> _Written task_:
Can you copy the lines from the one that contains "Each instance of the wooden" through the end of the material below, exactly and with nothing else?
--- START The input ---
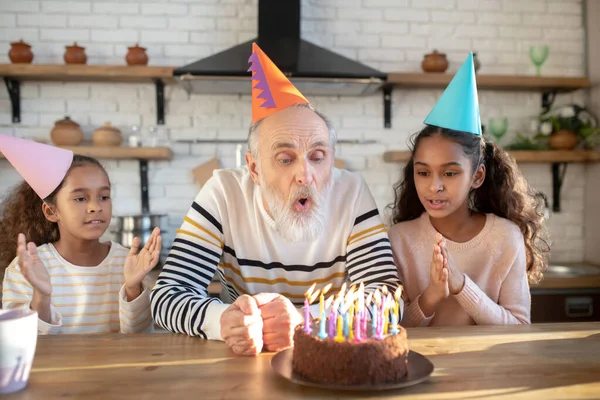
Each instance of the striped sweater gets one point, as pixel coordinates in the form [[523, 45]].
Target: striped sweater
[[228, 233], [84, 299]]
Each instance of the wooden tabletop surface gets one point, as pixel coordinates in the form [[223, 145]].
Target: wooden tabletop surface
[[544, 361]]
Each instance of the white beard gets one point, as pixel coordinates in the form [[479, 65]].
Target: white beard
--- END The input ---
> _Written solution_:
Each instance of the wooden tabletop surface gets one point, as pixel coordinates in the form [[223, 145]].
Target: wooden tabletop surface
[[544, 361]]
Each instance of the white beard gets one point, as pixel coordinates in the form [[479, 65]].
Target: white beard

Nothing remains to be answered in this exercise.